**Supplied material**
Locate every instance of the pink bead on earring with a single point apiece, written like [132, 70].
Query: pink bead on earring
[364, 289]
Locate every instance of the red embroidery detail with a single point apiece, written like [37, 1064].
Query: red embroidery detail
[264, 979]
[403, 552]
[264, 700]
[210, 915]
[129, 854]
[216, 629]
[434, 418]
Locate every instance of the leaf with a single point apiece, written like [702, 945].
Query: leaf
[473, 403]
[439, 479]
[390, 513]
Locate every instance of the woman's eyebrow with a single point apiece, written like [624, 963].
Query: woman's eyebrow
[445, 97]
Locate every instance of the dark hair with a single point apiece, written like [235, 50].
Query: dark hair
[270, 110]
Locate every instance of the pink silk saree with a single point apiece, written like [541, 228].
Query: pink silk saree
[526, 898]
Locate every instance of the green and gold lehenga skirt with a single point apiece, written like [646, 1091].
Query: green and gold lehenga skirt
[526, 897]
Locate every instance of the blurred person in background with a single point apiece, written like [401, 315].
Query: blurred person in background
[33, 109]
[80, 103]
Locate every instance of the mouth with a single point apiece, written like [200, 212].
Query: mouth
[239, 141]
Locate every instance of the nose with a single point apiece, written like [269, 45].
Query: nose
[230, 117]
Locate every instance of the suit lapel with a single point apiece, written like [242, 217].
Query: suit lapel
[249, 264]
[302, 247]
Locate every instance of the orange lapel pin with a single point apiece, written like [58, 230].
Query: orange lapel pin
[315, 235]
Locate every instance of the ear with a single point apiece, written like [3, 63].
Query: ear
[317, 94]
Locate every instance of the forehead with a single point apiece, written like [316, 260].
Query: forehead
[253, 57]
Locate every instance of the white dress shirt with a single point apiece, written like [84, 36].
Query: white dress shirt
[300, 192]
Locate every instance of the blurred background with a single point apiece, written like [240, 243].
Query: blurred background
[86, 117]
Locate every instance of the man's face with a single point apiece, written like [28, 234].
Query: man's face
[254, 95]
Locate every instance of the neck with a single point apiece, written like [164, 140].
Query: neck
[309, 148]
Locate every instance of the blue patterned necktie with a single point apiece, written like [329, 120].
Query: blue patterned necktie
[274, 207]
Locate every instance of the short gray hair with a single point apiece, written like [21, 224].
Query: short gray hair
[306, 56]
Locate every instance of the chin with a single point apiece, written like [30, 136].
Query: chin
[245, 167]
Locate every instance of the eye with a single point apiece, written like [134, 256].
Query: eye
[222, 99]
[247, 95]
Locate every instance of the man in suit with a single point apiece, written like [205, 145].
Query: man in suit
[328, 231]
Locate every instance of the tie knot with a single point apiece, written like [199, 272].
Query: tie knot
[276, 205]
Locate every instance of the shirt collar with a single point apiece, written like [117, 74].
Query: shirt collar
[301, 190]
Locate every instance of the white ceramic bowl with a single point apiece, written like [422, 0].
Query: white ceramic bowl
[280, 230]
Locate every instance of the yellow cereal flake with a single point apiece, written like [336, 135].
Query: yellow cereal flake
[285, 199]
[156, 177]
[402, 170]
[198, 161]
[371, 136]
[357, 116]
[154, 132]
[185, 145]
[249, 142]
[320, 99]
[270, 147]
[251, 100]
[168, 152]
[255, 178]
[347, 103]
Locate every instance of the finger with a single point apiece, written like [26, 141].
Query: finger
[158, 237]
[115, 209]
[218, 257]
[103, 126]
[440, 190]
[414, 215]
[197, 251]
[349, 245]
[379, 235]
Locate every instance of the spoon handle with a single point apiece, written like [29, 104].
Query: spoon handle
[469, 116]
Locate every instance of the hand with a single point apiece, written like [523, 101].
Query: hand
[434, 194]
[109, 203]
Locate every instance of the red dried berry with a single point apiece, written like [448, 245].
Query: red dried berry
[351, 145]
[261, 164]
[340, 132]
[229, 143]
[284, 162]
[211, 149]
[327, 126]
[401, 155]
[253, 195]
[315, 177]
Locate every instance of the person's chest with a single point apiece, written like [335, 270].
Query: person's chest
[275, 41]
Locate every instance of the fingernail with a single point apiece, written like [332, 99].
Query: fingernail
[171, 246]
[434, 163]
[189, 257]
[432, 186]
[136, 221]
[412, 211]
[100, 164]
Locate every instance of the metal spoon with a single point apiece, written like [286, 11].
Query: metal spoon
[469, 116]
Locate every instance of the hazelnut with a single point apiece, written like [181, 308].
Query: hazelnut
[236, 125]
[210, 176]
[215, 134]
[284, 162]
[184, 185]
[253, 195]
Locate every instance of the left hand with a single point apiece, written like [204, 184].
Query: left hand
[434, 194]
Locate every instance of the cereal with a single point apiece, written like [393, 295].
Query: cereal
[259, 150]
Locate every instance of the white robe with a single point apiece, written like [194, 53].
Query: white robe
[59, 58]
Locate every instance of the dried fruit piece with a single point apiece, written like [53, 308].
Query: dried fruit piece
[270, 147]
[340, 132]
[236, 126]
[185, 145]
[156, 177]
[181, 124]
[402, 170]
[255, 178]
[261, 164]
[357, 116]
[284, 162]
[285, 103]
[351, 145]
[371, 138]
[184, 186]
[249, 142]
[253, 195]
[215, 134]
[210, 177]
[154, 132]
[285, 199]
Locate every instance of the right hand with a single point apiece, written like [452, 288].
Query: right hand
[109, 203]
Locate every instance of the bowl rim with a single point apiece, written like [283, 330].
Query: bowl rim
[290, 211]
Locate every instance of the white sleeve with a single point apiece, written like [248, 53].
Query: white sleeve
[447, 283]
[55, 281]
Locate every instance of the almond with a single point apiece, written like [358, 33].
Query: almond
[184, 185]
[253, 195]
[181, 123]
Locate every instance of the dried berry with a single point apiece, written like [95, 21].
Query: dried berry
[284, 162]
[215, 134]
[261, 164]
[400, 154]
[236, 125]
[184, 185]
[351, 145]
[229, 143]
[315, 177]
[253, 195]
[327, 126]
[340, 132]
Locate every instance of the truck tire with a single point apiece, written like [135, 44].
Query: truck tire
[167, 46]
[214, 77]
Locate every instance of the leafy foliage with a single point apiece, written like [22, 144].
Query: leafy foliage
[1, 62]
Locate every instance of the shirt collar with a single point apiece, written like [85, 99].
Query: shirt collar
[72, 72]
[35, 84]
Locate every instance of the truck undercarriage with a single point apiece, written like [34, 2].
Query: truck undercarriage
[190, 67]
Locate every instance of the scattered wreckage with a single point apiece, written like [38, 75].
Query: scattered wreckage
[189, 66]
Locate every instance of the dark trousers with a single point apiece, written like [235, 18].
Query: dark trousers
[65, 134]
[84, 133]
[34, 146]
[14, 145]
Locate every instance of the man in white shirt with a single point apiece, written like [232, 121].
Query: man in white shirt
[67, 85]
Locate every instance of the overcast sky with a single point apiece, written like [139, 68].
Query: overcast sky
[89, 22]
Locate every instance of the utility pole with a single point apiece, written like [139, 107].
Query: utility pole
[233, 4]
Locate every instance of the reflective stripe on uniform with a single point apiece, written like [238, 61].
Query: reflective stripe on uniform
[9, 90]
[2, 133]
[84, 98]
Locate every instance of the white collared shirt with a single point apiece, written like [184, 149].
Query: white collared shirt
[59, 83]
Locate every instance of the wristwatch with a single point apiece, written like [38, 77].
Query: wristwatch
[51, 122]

**Stated problem**
Recast all the entries above as a Markdown table with the columns No. and Text. Put a row number in No. and one line per row in Text, and leave out any blank lines.

**Final answer**
| No. | Text |
|---|---|
| 1 | Locate every instance of the pink bead on earring with a single point apiece, written like [132, 70]. |
| 2 | Query: pink bead on earring |
| 3 | [364, 289] |
| 4 | Locate every instance of the red embroidery detail with a single point apiece, written like [37, 1064]. |
| 5 | Query: red embroidery detail |
| 6 | [264, 979] |
| 7 | [403, 552] |
| 8 | [264, 700] |
| 9 | [210, 915] |
| 10 | [129, 854] |
| 11 | [216, 629] |
| 12 | [434, 418] |
| 13 | Locate every instance of the leaf with a single point apiece, written like [702, 945]. |
| 14 | Query: leaf |
| 15 | [473, 403] |
| 16 | [439, 479] |
| 17 | [390, 513] |
| 18 | Locate every instance of the woman's eyebrow with a single point apiece, written like [624, 963]. |
| 19 | Query: woman's eyebrow |
| 20 | [445, 97] |
| 21 | Locate every instance of the dark hair with a single point apiece, written like [235, 50]. |
| 22 | Query: dark hair |
| 23 | [270, 110] |
| 24 | Locate every instance of the pink silk saree with a single point apiece, written like [541, 228]. |
| 25 | Query: pink silk saree |
| 26 | [526, 898] |
| 27 | Locate every instance of the green and gold lehenga skirt with a single point apiece, written like [646, 1091]. |
| 28 | Query: green and gold lehenga skirt |
| 29 | [526, 897] |
| 30 | Locate every instance of the blurred person in background with a single point apiece, written like [401, 315]. |
| 31 | Query: blurred person in background |
| 32 | [33, 109] |
| 33 | [80, 103] |
| 34 | Locate every instance of the mouth with a single point apiece, written like [200, 212]. |
| 35 | Query: mouth |
| 36 | [239, 141] |
| 37 | Locate every instance of the nose with a single point apiece, written like [269, 45]. |
| 38 | Query: nose |
| 39 | [230, 117] |
| 40 | Locate every instance of the suit lapel with a single point apiece, written like [242, 217]. |
| 41 | Query: suit lapel |
| 42 | [249, 264] |
| 43 | [302, 247] |
| 44 | Locate every instance of the orange lapel pin with a single point apiece, written like [58, 230]. |
| 45 | Query: orange lapel pin |
| 46 | [315, 235] |
| 47 | Locate every instance of the ear with a single point apiece, written like [3, 63]. |
| 48 | Query: ear |
| 49 | [317, 94] |
| 50 | Locate every instance of the forehead with a single point apiece, written like [316, 260]. |
| 51 | Query: forehead |
| 52 | [253, 57] |
| 53 | Locate every instance of the white dress shirt with a single point apiece, written like [84, 36]. |
| 54 | Query: white dress shirt |
| 55 | [300, 192] |
| 56 | Locate every instance of the blurred background with a single point apiece, written like [240, 243]. |
| 57 | Query: blurred background |
| 58 | [86, 117] |
| 59 | Locate every instance of the man's face with a single point apiece, written like [28, 234]. |
| 60 | Query: man's face |
| 61 | [254, 95] |
| 62 | Locate every instance of the neck with a single point apiece, written like [164, 140]. |
| 63 | Query: neck |
| 64 | [309, 148] |
| 65 | Locate every instance of the blue patterned necktie with a single point apiece, written like [329, 120]. |
| 66 | Query: blue patterned necktie |
| 67 | [274, 207] |
| 68 | Locate every instance of the short gray hair with a single point apiece, written like [21, 224]. |
| 69 | Query: short gray hair |
| 70 | [306, 56] |
| 71 | Locate every instance of the chin with a single point apiece, written like [30, 136]. |
| 72 | Query: chin |
| 73 | [245, 167] |
| 74 | Locate every instance of the eye with a single point apiece, written like [134, 256]. |
| 75 | Query: eye |
| 76 | [222, 99] |
| 77 | [247, 95] |
| 78 | Locate every instance of the man in suit with a single point apiece, written like [205, 145]. |
| 79 | Query: man in suit |
| 80 | [328, 231] |
| 81 | Locate every instance of the tie knot with a single point apiece, written like [199, 272]. |
| 82 | Query: tie knot |
| 83 | [276, 205] |
| 84 | Locate every instance of the shirt collar with a single point apiece, written like [117, 74]. |
| 85 | Query: shirt collar |
| 86 | [301, 190] |
| 87 | Locate every instance of the white ceramic bowl with a single point apiece, written like [422, 0]. |
| 88 | Query: white ceramic bowl |
| 89 | [280, 230] |
| 90 | Locate every instance of the yellow cereal flake with a single point apiece, written like [336, 135]. |
| 91 | Query: yellow cereal flake |
| 92 | [285, 199] |
| 93 | [156, 177] |
| 94 | [402, 170] |
| 95 | [198, 161] |
| 96 | [371, 136] |
| 97 | [357, 116] |
| 98 | [154, 132] |
| 99 | [185, 145] |
| 100 | [249, 142] |
| 101 | [320, 99] |
| 102 | [270, 147] |
| 103 | [251, 100] |
| 104 | [168, 152] |
| 105 | [255, 178] |
| 106 | [347, 103] |
| 107 | Locate every instance of the finger with a single point apiece, written like [26, 141]. |
| 108 | Query: finger |
| 109 | [158, 237] |
| 110 | [115, 209] |
| 111 | [218, 257] |
| 112 | [103, 126] |
| 113 | [440, 190] |
| 114 | [414, 215] |
| 115 | [197, 251] |
| 116 | [349, 245] |
| 117 | [379, 235] |
| 118 | Locate every instance of the spoon handle with a single point apiece, written like [29, 104]. |
| 119 | Query: spoon handle |
| 120 | [469, 116] |
| 121 | Locate every instance of the hand with a single point apiece, written like [523, 101]. |
| 122 | Query: hand |
| 123 | [434, 194] |
| 124 | [109, 203] |
| 125 | Locate every instance of the red dried berry with a single point apiece, written like [448, 245]. |
| 126 | Query: red dried berry |
| 127 | [351, 145] |
| 128 | [261, 164] |
| 129 | [340, 132] |
| 130 | [229, 143] |
| 131 | [284, 162] |
| 132 | [211, 149] |
| 133 | [327, 126] |
| 134 | [401, 155] |
| 135 | [253, 195] |
| 136 | [315, 177] |
| 137 | Locate every instance of the person's chest with a single point apiece, written like [335, 270]. |
| 138 | Query: person's chest |
| 139 | [275, 41] |
| 140 | Locate every instance of the fingernail with a single point apiece, written like [332, 99]. |
| 141 | Query: fingernail |
| 142 | [171, 246] |
| 143 | [434, 163] |
| 144 | [189, 257] |
| 145 | [432, 186] |
| 146 | [136, 221] |
| 147 | [412, 211] |
| 148 | [100, 164] |
| 149 | Locate every instance of the metal spoon with a single point apiece, written like [286, 11]. |
| 150 | Query: metal spoon |
| 151 | [469, 116] |
| 152 | Locate every instance of the hazelnut with a single point apiece, written like [181, 308]. |
| 153 | Query: hazelnut |
| 154 | [236, 125] |
| 155 | [210, 176] |
| 156 | [215, 134] |
| 157 | [284, 162] |
| 158 | [184, 185] |
| 159 | [253, 195] |
| 160 | Locate every instance of the left hand with a single point apiece, written like [204, 184]. |
| 161 | Query: left hand |
| 162 | [434, 194] |
| 163 | Locate every instance of the cereal with a single point apiece, written like [393, 295]. |
| 164 | Query: cereal |
| 165 | [259, 150] |
| 166 | Locate every instance of the white robe with a single point apiece, written like [194, 53]. |
| 167 | Query: white robe |
| 168 | [59, 58] |
| 169 | Locate every instance of the dried fruit piece with a single point apiece, written like [53, 308]. |
| 170 | Query: dried fruit piece |
| 171 | [270, 147] |
| 172 | [340, 132] |
| 173 | [236, 126] |
| 174 | [185, 145] |
| 175 | [156, 177] |
| 176 | [181, 124] |
| 177 | [402, 170] |
| 178 | [255, 178] |
| 179 | [261, 164] |
| 180 | [357, 116] |
| 181 | [284, 162] |
| 182 | [285, 103] |
| 183 | [351, 145] |
| 184 | [371, 138] |
| 185 | [184, 186] |
| 186 | [249, 142] |
| 187 | [253, 195] |
| 188 | [215, 134] |
| 189 | [210, 177] |
| 190 | [154, 132] |
| 191 | [285, 199] |
| 192 | Locate every instance of the right hand with a single point apiece, written like [452, 288]. |
| 193 | Query: right hand |
| 194 | [109, 203] |
| 195 | Locate every instance of the bowl rim with a single point apiece, written like [283, 330]. |
| 196 | Query: bowl rim |
| 197 | [290, 211] |
| 198 | Locate every instance of the white sleeve with a single point apiece, written like [248, 53]. |
| 199 | Query: white sleeve |
| 200 | [447, 283] |
| 201 | [55, 281] |
| 202 | Locate every instance of the almond with a single point apiece, written like [358, 33]. |
| 203 | Query: almond |
| 204 | [184, 185] |
| 205 | [253, 195] |
| 206 | [181, 123] |
| 207 | Locate every instance of the dried berry with a single point apiece, written like [95, 21]. |
| 208 | Query: dried berry |
| 209 | [284, 162] |
| 210 | [215, 134] |
| 211 | [261, 164] |
| 212 | [400, 154] |
| 213 | [236, 125] |
| 214 | [184, 185] |
| 215 | [351, 145] |
| 216 | [229, 143] |
| 217 | [315, 177] |
| 218 | [253, 195] |
| 219 | [327, 126] |
| 220 | [340, 132] |
| 221 | Locate every instance of the truck tire with a single point apiece, written like [135, 44]. |
| 222 | Query: truck tire |
| 223 | [167, 46] |
| 224 | [214, 77] |
| 225 | Locate every instance of the leafy foliage with a single point apiece, written like [22, 144]. |
| 226 | Query: leafy foliage |
| 227 | [1, 62] |
| 228 | Locate every instance of the shirt collar with a single point apiece, written like [85, 99]. |
| 229 | Query: shirt collar |
| 230 | [72, 72] |
| 231 | [35, 84] |
| 232 | Locate every instance of the truck undercarriage with a single point apiece, written like [34, 2]. |
| 233 | Query: truck undercarriage |
| 234 | [190, 67] |
| 235 | Locate every instance of the scattered wreckage with a single point apiece, written like [38, 75]. |
| 236 | Query: scattered wreckage |
| 237 | [189, 66] |
| 238 | Locate every instance of the dark trousers with a single point apiece, written like [235, 18]. |
| 239 | Query: dark trousers |
| 240 | [65, 134] |
| 241 | [84, 133] |
| 242 | [34, 146] |
| 243 | [14, 145] |
| 244 | Locate every instance of the man in white shirt with a single point apiece, written like [232, 121]. |
| 245 | Query: man in white shirt |
| 246 | [67, 85] |
| 247 | Locate every instance of the overcast sky with a single point apiece, written like [139, 68]. |
| 248 | Query: overcast sky |
| 249 | [89, 22] |
| 250 | Locate every instance of the utility pole with a single point apiece, written like [139, 107]. |
| 251 | Query: utility pole |
| 252 | [233, 4] |
| 253 | Locate every instance of the reflective stripe on uniform with a single point apiece, written like [238, 61]. |
| 254 | Query: reflective stripe on uniform |
| 255 | [9, 90] |
| 256 | [2, 133] |
| 257 | [84, 98] |
| 258 | Locate every instance of the white collared shirt with a single point apiece, written like [184, 149]. |
| 259 | Query: white collared shirt |
| 260 | [59, 83] |
| 261 | Locate every instance of the wristwatch with a single point apiece, written like [38, 77]. |
| 262 | Query: wristwatch |
| 263 | [51, 122] |